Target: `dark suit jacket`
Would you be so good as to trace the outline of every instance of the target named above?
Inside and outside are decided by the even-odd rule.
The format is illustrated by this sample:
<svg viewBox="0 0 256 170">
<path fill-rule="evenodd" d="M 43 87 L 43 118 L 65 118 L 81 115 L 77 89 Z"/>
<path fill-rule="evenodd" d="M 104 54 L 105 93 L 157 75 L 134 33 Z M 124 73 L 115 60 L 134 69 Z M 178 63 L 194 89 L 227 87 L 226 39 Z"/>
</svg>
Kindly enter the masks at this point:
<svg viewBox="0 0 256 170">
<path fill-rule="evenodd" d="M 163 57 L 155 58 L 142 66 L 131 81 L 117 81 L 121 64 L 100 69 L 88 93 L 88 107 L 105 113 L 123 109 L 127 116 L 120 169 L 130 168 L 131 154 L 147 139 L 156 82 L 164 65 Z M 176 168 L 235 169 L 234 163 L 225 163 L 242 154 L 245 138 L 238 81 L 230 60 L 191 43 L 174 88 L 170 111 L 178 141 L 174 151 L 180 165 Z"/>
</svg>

════════════════════

### DIRECTIONS
Convert the material above into a Markdown table with two columns, Row and Line. Put one line per row, number the rows in order, and skip blank lines.

### FINISHED ANSWER
| Row | Line |
|---|---|
| 1 | Target: `dark suit jacket` |
| 2 | Would you be so good as to trace the outline of every instance of the target named above? |
| 3 | Inside and outside are decided by the even-odd rule. |
| 4 | The format is illustrated by this sample: |
| 5 | <svg viewBox="0 0 256 170"> |
| 6 | <path fill-rule="evenodd" d="M 43 87 L 43 118 L 65 118 L 81 115 L 77 89 Z"/> |
| 7 | <path fill-rule="evenodd" d="M 104 54 L 105 93 L 157 75 L 134 33 Z M 124 73 L 115 60 L 134 69 Z M 178 63 L 194 89 L 227 87 L 226 39 Z"/> |
| 8 | </svg> |
| 9 | Kindly enter the masks at this point: |
| 10 | <svg viewBox="0 0 256 170"> |
| 11 | <path fill-rule="evenodd" d="M 163 57 L 155 58 L 142 66 L 131 81 L 117 81 L 121 64 L 100 69 L 88 93 L 88 107 L 105 113 L 123 109 L 127 116 L 120 169 L 130 168 L 131 154 L 147 139 L 156 82 L 164 65 Z M 176 168 L 235 169 L 234 163 L 225 163 L 242 154 L 245 138 L 238 81 L 230 60 L 191 43 L 174 88 L 170 111 L 178 141 L 174 151 L 180 165 Z"/> |
| 12 | </svg> |